[Dataset entries]
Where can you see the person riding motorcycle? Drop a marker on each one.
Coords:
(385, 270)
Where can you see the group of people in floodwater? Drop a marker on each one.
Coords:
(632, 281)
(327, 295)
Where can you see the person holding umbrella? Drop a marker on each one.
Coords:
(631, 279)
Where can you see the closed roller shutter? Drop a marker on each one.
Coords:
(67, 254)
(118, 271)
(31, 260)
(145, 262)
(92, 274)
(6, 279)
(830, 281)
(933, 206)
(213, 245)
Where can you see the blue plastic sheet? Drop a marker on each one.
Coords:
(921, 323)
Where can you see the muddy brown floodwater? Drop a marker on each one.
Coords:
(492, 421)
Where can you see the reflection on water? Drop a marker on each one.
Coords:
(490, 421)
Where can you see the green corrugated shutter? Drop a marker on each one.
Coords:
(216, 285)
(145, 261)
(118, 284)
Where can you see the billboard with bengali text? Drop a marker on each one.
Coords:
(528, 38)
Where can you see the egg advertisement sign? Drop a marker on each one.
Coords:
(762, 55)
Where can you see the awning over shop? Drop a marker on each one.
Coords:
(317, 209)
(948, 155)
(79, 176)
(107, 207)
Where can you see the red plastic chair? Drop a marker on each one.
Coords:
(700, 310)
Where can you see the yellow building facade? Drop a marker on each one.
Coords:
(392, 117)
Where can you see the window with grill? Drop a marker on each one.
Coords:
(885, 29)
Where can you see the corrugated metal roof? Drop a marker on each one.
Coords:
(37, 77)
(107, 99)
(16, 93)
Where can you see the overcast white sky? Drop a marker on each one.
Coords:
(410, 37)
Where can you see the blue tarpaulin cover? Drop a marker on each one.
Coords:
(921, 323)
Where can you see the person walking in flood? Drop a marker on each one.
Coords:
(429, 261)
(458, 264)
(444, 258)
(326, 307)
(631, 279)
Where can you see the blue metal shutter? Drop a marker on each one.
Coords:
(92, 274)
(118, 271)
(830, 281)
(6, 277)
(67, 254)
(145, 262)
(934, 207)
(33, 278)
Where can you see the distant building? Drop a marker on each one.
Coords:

• [Work to complete] Would you write out each entry precisely as it is given?

• [Response to this task]
Where can you see the person riding motorcycle? Drop a marker on each one.
Coords:
(385, 270)
Where can you see the group of people in floodwater? Drop a marker on each one.
Coords:
(632, 281)
(327, 295)
Where can you see the person holding umbrella? Drop a marker on each one.
Coords:
(631, 279)
Where can you see the closed roller shutter? Drop a marker on each one.
Coords:
(67, 254)
(118, 271)
(31, 260)
(145, 262)
(92, 274)
(6, 279)
(830, 281)
(933, 206)
(213, 245)
Where can you see the blue plastic sheet? Drop a marker on each one.
Coords:
(921, 323)
Where can you see the muddy brown floodwater? Drop a marker on each one.
Coords:
(492, 421)
Where can you see the reflection on water? Drop a marker on each one.
Coords:
(490, 421)
Where can you see the green corrugated shutter? Drop a marker on each one.
Coords:
(216, 285)
(145, 261)
(118, 284)
Where can you see the billboard with bengali text? Drop a marker on each one.
Coords:
(528, 38)
Where can you see the egg advertisement sign? Drop a marker on each one.
Coords:
(762, 55)
Where can you see the awning over shop? Drop a marker on each one.
Coords:
(317, 209)
(948, 155)
(79, 176)
(107, 207)
Where can you see the red plastic chair? Drop a marker on each one.
Coords:
(700, 310)
Where can you see the yellow building facade? Drop a marker on each one.
Coords:
(392, 117)
Where can you see the window with grill? Drop a marker on each one.
Coords:
(885, 29)
Where can you see the corrugated metal roof? Drop a marker on each one.
Coords:
(37, 77)
(107, 99)
(16, 93)
Where can you see the overcast white sky? Drop a marker on each one.
Coords:
(410, 37)
Where can you see the blue tarpaulin cover? Drop a marker on each one.
Coords:
(921, 323)
Where can you see the person walking in flood? Drop a marker on each one.
Coords:
(429, 261)
(458, 264)
(444, 258)
(326, 307)
(631, 279)
Where can you see the blue metal shutter? Drop a marker on each one.
Coords:
(92, 274)
(118, 271)
(830, 281)
(6, 277)
(67, 254)
(145, 262)
(934, 207)
(33, 278)
Where can you see the distant building? Drop a marker on each one.
Coords:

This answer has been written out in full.